> _Exercise task 1_: Transcribe the portion of the financial review passage from "The Board remains" up to and including "or one-time returns.".
> _Exercise task 2_: Continue the financial review passage from the point where it stops.

> _Provided passage_:

Net debt increased to £25,147 million, from £15,049 million at 31 March 2007, as the impact of business acquisitions and disposals, movement in the liability related to written put options and equity dividend payments were partially offset by free cash flow. The impact of foreign exchange rates increased net debt by £3,238 million, primarily as approximately 80% of net debt is denominated in euro and the euro/£ exchange rate increased by 17.2% during the 2008 financial year. 


Consistent with the development of its strategy, the Group targets low single A long term credit ratings, with its current credit ratings being P-2/F2/A-2 short term and Baa1 stable/A- stable/A- stable long term from Moody's, Fitch Ratings and Standard & Poor's, respectively. Credit ratings are not a recommendation to purchase, hold or sell securities, in as much as ratings do not comment on market price or suitability for a particular investor, and are subject to revision or withdrawal at any time by the assigning rating organisation. Each rating should be evaluated independently.


SHAREHOLDER RETURNS


Dividends


The Board remains committed to its existing policy of distributing 60% of adjusted earnings per share by way of dividend. The Group targets a low single A rating in line with the policy established by the Board in 2006. The Group has no current plans for share purchases or one-time returns.


The directors are proposing a final dividend of 5.02 pence per share, representing a 13.8% increase over last year's final dividend.  


The ex-dividend date is 4 June 2008 for ordinary shareholders, the record date for the final dividend is 6 June 2008 and the dividend is payable on 1 August 2008.


ACQUISITIONS AND DISPOSALS


The Group invested a net £5,268 million(1) in acquisition and disposal activities, including the purchase and disposal of investments, in the year ended 31 March 2008. An analysis of the transactions in the 2008 financial year, including the changes to the Group's effective interest in the entities, is shown below.


 

 £m

Acquisitions(1):

 

Acquisition of 100% of CGP, a company with interests in Vodafone Essar Limited 

(5,429)

Tele2 Spain and Tele2 Italy (from nil to 100%)

(451)


Disposals(1):

 

Partial disposal of Bharti Airtel (from 9.99% to 5.00%)

654


Other net acquisitions and disposals, including investments(1)

(42)

Total

(5,268)


Note:

(1)  Amounts are shown net of cash and cash equivalents acquired or disposed.


On 8 May 2007, the Group completed the acquisition of 100% of CGP Investments (Holdings) Limited ('CGP'), a company with interests in Vodafone Essar, from Hutchison Telecommunications International Limited for cash consideration of £5,438 million, net of £51 million cash and cash equivalents acquired, of which £5,429 million was paid during the 2008 financial year. Following this transaction, the Group has a controlling financial interest in Vodafone Essar. As part of this transaction, the Group also assumed gross debt of £1,483 million, including £217 million related to written put options over minority interests, and issued a written put to the Essar Group for which the present value of the redemption price was £2,154 million. See page 21 for further details on these options. The Group also entered into a shareholders' agreement with the Essar Group in relation to Vodafone Essar.

> _Point annotation dataset rows_:

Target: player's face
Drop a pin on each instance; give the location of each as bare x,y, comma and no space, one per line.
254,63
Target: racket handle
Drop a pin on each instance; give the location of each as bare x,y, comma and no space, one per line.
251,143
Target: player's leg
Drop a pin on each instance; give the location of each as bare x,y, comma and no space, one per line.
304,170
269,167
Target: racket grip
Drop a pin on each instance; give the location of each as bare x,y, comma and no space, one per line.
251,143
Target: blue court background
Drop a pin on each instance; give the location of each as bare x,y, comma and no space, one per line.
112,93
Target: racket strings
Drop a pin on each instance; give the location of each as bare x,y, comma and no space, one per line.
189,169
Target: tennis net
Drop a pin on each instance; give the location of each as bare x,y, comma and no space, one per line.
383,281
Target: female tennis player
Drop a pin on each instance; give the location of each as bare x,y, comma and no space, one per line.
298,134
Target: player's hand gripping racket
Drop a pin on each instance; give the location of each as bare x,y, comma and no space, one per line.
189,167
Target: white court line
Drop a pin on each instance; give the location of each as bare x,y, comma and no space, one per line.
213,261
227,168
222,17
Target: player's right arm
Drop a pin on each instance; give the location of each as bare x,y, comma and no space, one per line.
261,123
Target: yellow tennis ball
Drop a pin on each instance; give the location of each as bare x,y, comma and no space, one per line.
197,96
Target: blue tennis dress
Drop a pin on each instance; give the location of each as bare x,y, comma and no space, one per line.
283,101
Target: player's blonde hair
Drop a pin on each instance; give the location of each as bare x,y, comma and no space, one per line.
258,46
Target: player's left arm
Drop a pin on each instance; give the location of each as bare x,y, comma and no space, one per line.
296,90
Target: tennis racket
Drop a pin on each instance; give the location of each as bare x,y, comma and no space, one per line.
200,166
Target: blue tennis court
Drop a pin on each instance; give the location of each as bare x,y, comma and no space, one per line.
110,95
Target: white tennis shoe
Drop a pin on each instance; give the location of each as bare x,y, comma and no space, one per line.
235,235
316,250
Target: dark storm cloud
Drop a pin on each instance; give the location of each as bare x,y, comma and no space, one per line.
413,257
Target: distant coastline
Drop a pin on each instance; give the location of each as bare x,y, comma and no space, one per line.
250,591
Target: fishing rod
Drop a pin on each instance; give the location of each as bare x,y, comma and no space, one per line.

> _Exercise result 1_:
The Board remains committed to its existing policy of distributing 60% of adjusted earnings per share by way of dividend. The Group targets a low single A rating in line with the policy established by the Board in 2006. The Group has no current plans for share purchases or one-time returns.

> _Exercise result 2_:
On 9 May 2007, and in conjunction with the acquisition of Vodafone Essar, the Group entered into a share sale and purchase agreement in which a Bharti group company irrevocably agreed to purchase the Group's 5.60% direct shareholding in Bharti Airtel. During the year ended 31 March 2008, the Group received £654 million in cash consideration for 4.99% of such shareholding. The Group's remaining 0.61% direct shareholding was transferred in April 2008 for cash consideration of £87 million. 


On 3 December 2007, the Group completed the acquisition of Tele2 Italia SpA ('Tele2 Italy') and Tele2 Telecommunication Services SLU ('Tele2 Spain') from Tele2 AB Group for a cash consideration of £452 million, of which £451 million was paid during the 2008 financial year.


OPTION AGREEMENTS AND SIMILAR ARRANGEMENTS


On 8 August 2007, the Group announced that it had decided not to exercise its rights under its agreement with Verizon Communications ('Verizon') to sell to Verizon up to US$10 billion of the Group's interest in Verizon Wireless. This was the final such option available to Vodafone.


As part of the Vodafone Essar acquisition, the Group acquired less than 50% equity interests in Telecom Investments India Private Limited ('TII') and in Omega Telecom Holdings Private Limited ('Omega'), which in turn have a 19.54% and 5.11% indirect shareholding in Vodafone Essar. The Group was granted call options to acquire 100% of the shares in two companies which together indirectly own the remaining shares of TII for, if the market equity of Vodafone Essar at the time of exercise is less than US$25 billion, an aggregate price of US$431 million plus interest or, if the market equity of Vodafone Essar at the time of exercise is greater than US$25 billion, the fair market value of the shares as agreed between the parties. The Group also has an option to acquire 100% of the shares in a third company which owns the remaining shares in Omega. In conjunction with the receipt of these options, the Group also granted a put option to each of the shareholders of these companies with identical pricing which, if exercised, would require Vodafone to purchase 100% of the equity in the respective company. These options can only be exercised in accordance with Indian law prevailing at the time of exercise.


The Group granted put options exercisable between 8 May 2010 and 8 May 2011 to members of the Essar group of companies that, if exercised, would allow the Essar group to sell its 33% shareholding in Vodafone Essar to the Group for US$5 billion or to sell between US$1 billion and US$5 billion worth of Vodafone Essar shares to the Group at an independently appraised fair market value.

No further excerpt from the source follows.